__Activity__.
Set down exactly the lines below between the line holding "Provide the mask of every instance of the wooden" and the line holding "Provide the mask of every instance of the **overhead", inclusive; no other line belongs in the answer.
*** Stored data ***
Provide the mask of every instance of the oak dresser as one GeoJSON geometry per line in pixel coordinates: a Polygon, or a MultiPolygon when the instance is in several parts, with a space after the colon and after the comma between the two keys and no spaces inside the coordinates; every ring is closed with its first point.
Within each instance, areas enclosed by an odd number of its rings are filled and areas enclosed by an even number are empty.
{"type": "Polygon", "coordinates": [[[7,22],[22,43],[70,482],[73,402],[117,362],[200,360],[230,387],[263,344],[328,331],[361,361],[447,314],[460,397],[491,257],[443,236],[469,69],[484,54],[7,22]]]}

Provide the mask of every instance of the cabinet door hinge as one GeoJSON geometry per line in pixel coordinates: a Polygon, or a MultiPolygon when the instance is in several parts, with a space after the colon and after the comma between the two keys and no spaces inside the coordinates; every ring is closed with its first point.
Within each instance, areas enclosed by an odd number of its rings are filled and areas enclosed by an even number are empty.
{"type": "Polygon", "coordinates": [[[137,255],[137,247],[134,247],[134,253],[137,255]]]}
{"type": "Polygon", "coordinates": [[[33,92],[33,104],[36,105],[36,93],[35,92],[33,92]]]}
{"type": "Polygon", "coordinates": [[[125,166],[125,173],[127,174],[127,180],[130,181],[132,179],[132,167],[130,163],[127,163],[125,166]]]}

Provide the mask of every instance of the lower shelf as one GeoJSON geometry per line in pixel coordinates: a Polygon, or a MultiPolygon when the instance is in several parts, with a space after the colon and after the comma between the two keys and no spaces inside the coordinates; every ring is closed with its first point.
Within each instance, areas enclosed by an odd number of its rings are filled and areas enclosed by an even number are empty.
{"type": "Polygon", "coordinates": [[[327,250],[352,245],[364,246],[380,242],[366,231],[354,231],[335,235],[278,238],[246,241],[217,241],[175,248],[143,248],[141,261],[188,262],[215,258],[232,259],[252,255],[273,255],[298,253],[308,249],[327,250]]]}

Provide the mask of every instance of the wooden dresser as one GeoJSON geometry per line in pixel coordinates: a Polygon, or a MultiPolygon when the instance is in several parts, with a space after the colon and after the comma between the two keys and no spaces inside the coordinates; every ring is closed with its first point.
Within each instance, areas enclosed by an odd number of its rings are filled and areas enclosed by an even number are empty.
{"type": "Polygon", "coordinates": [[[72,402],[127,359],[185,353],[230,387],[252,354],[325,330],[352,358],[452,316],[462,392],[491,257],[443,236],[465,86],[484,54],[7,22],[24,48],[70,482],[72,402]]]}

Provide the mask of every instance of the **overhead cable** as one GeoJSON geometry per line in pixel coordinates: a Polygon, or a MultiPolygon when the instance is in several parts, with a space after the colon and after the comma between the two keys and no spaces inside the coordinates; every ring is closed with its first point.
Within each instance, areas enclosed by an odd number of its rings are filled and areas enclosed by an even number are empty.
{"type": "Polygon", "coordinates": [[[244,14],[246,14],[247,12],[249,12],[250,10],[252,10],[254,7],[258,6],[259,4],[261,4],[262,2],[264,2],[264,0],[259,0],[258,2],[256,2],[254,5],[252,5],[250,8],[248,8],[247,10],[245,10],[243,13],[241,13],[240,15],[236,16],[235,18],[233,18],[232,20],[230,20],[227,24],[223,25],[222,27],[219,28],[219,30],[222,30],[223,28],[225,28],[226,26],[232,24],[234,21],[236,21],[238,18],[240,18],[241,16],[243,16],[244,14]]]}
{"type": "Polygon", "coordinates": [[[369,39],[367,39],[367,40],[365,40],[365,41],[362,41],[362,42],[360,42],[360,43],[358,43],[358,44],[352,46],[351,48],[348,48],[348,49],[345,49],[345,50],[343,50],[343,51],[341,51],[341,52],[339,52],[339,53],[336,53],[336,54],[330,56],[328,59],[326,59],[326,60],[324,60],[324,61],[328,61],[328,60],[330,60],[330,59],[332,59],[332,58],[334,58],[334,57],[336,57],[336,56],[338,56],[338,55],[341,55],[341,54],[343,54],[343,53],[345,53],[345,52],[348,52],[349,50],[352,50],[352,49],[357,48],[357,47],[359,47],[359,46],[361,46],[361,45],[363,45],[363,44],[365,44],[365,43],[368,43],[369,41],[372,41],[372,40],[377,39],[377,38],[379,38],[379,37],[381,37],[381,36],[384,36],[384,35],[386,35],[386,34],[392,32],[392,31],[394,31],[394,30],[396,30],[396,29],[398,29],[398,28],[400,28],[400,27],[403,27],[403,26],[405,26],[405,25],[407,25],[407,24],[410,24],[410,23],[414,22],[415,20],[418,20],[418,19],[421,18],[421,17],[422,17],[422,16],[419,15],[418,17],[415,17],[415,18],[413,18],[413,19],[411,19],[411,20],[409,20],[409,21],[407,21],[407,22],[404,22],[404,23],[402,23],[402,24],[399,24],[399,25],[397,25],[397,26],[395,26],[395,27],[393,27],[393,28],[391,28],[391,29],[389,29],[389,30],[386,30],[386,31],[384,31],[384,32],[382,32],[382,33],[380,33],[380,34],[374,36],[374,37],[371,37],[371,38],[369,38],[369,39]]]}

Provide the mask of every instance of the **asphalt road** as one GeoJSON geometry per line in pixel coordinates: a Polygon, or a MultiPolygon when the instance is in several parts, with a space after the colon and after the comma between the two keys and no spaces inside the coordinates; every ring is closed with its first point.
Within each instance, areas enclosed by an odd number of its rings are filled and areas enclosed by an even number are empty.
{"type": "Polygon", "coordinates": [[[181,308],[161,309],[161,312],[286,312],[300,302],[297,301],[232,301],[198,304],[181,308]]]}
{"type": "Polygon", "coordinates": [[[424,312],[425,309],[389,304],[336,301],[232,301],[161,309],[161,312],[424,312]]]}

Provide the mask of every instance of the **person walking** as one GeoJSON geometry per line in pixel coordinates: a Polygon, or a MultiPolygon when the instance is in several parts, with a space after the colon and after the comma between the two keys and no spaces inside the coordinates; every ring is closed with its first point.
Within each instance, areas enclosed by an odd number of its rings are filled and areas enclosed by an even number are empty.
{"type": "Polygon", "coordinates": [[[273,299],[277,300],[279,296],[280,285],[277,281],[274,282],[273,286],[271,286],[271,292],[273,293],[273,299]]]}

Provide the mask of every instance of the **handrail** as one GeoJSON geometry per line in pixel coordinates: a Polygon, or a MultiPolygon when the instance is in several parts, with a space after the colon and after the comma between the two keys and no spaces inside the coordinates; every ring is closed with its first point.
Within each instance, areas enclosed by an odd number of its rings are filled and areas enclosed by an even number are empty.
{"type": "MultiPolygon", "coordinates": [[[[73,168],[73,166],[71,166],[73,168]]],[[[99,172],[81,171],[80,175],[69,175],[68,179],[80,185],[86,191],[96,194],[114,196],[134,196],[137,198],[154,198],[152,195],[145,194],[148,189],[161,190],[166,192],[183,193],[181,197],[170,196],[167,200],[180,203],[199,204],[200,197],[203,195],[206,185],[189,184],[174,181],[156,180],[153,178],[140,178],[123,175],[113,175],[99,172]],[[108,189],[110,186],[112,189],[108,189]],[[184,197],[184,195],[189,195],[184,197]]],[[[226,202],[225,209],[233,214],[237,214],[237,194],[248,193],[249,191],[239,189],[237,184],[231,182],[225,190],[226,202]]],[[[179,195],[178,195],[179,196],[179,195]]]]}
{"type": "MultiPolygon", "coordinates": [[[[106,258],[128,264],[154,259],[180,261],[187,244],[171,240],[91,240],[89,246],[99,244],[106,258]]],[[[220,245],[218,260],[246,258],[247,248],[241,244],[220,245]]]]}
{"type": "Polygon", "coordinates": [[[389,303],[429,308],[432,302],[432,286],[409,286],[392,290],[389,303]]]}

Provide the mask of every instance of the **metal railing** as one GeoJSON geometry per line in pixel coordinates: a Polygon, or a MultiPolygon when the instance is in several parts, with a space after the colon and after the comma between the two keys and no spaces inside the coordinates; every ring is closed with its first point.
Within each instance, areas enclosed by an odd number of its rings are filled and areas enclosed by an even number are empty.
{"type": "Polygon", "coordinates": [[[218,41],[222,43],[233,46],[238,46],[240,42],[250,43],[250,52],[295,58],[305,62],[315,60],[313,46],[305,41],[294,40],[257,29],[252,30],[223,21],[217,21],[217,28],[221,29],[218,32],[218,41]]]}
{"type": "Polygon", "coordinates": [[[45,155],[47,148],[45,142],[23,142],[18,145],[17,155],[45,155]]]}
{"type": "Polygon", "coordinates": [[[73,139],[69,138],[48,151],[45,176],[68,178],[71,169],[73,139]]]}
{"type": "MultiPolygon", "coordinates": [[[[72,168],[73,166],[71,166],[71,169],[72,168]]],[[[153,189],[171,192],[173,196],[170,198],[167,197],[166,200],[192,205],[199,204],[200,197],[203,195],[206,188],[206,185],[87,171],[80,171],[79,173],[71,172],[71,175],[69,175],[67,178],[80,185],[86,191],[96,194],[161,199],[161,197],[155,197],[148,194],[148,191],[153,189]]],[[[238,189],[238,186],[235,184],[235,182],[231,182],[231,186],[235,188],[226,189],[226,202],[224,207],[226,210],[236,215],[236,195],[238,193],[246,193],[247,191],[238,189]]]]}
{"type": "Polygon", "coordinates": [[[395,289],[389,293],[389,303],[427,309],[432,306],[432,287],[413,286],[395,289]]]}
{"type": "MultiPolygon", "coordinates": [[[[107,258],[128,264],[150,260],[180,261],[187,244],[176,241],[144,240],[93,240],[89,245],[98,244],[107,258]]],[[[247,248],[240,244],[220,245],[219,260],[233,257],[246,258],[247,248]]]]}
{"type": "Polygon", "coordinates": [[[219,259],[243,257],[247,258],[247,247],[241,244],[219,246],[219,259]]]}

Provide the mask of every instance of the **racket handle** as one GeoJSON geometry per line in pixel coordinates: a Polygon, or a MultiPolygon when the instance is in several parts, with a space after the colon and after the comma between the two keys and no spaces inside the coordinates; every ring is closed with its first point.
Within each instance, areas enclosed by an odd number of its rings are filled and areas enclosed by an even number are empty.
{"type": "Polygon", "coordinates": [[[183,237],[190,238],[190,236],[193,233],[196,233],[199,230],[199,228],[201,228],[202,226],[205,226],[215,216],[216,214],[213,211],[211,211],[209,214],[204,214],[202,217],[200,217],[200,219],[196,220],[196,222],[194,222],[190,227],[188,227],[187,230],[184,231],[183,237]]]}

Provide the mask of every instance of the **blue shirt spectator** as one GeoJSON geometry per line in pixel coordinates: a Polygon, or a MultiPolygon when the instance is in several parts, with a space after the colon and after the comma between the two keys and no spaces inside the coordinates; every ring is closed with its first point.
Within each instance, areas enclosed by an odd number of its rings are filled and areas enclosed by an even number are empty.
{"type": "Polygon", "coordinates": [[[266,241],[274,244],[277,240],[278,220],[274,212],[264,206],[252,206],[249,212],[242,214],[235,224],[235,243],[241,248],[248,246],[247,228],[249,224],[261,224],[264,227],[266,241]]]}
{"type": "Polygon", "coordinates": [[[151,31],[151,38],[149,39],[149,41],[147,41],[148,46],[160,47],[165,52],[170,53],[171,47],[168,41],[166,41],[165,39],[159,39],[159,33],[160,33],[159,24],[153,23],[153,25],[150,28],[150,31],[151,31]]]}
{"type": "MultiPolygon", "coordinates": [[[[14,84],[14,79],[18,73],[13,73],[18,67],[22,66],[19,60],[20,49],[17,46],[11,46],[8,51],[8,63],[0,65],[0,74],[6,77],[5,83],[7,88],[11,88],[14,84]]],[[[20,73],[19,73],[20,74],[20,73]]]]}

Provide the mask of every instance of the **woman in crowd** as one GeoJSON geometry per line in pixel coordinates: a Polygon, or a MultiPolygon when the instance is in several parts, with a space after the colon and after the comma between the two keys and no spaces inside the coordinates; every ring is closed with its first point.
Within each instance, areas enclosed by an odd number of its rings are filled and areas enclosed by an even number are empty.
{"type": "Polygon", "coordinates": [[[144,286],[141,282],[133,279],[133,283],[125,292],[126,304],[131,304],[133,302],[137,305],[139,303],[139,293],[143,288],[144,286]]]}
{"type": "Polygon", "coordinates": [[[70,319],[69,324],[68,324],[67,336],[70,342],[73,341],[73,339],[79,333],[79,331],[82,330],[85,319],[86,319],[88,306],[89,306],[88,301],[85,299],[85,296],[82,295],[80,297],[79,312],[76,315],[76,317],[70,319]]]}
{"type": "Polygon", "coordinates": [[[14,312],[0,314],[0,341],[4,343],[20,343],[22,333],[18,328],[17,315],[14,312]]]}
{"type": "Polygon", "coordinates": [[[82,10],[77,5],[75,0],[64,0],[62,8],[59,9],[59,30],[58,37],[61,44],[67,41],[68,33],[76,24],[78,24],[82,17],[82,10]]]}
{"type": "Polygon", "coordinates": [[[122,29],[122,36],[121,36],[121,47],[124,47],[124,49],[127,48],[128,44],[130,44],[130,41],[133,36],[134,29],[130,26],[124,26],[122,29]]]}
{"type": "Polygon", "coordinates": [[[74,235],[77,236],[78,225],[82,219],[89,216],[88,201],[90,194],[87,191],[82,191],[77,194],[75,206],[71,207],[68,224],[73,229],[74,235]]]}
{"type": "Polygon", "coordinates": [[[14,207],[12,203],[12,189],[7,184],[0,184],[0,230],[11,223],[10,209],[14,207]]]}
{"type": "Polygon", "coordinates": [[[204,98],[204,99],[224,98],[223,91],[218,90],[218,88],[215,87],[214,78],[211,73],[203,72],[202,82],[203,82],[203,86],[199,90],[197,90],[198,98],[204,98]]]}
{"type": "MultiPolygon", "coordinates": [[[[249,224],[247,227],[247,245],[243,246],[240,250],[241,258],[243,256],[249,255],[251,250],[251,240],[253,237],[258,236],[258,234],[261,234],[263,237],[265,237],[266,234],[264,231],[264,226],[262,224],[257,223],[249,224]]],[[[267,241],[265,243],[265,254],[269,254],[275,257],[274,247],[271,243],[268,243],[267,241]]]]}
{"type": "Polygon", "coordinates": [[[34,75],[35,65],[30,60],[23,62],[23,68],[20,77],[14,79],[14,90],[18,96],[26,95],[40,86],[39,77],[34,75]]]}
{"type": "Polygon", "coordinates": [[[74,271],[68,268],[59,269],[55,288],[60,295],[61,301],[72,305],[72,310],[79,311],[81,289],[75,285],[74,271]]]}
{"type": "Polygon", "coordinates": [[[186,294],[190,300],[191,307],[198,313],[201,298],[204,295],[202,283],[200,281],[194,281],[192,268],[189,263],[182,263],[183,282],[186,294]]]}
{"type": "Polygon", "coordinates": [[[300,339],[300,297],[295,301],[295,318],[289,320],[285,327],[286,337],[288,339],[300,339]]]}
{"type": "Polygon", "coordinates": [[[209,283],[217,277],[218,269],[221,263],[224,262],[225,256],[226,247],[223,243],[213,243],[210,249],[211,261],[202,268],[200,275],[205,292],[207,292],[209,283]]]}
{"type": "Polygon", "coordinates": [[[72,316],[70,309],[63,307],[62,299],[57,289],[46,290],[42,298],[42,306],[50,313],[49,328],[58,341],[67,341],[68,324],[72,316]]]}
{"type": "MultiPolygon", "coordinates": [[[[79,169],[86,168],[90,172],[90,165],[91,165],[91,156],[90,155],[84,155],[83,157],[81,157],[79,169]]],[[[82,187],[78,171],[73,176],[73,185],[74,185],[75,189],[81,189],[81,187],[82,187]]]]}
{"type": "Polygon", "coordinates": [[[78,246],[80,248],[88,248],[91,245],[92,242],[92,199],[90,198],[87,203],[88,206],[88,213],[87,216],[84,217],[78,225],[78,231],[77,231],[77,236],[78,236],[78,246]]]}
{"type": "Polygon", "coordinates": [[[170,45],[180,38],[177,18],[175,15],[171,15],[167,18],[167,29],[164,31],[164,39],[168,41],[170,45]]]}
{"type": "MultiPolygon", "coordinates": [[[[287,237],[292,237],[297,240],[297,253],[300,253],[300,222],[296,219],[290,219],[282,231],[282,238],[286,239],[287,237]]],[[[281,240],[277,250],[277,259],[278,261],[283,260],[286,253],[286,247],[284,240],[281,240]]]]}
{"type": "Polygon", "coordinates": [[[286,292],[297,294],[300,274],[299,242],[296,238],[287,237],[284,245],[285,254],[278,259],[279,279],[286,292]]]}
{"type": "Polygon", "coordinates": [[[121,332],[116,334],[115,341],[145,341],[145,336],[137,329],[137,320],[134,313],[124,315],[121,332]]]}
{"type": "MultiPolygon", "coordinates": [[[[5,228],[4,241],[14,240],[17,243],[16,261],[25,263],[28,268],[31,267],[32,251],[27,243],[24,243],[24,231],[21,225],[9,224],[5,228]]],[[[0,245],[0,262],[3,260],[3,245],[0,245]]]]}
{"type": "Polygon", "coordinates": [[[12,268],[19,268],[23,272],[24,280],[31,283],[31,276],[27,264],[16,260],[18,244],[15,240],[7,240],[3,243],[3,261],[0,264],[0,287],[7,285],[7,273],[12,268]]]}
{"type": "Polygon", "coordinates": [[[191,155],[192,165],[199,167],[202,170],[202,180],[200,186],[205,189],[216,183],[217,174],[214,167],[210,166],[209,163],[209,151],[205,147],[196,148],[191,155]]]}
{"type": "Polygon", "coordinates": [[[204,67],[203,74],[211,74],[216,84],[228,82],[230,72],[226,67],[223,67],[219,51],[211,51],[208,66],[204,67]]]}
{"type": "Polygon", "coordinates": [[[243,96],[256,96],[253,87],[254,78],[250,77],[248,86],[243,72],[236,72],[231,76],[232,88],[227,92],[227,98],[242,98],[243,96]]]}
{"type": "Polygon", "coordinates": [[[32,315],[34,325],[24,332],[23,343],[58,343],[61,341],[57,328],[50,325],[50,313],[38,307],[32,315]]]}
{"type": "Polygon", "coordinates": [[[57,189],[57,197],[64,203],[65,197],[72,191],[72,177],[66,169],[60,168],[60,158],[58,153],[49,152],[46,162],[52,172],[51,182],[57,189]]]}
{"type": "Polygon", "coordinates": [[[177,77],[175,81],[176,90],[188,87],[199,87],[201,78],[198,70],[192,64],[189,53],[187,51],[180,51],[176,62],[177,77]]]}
*** End of Stored data ***
__Result of this task__.
Provide the mask of every instance of the wooden dresser as one GeoJSON geometry per line in pixel coordinates: a Polygon, or a MultiPolygon when the instance is in several parts, with a space after the colon and after the comma between the two keys and no spaces inside the coordinates; every ring is closed with its first point.
Within each instance, areas enclosed by an odd number of its rings are filled and areas enclosed by an even number are empty.
{"type": "Polygon", "coordinates": [[[72,402],[127,359],[185,353],[230,387],[252,354],[325,330],[352,358],[452,316],[462,392],[491,257],[443,236],[465,86],[484,54],[7,22],[24,48],[70,482],[72,402]]]}

Provide the mask of every instance of the **overhead cable** as one GeoJSON geometry per line in pixel coordinates: a Polygon, or a MultiPolygon when the instance is in several parts, with a space after the colon and after the comma between the two keys and no spaces inside the coordinates; every ring is closed with its first point.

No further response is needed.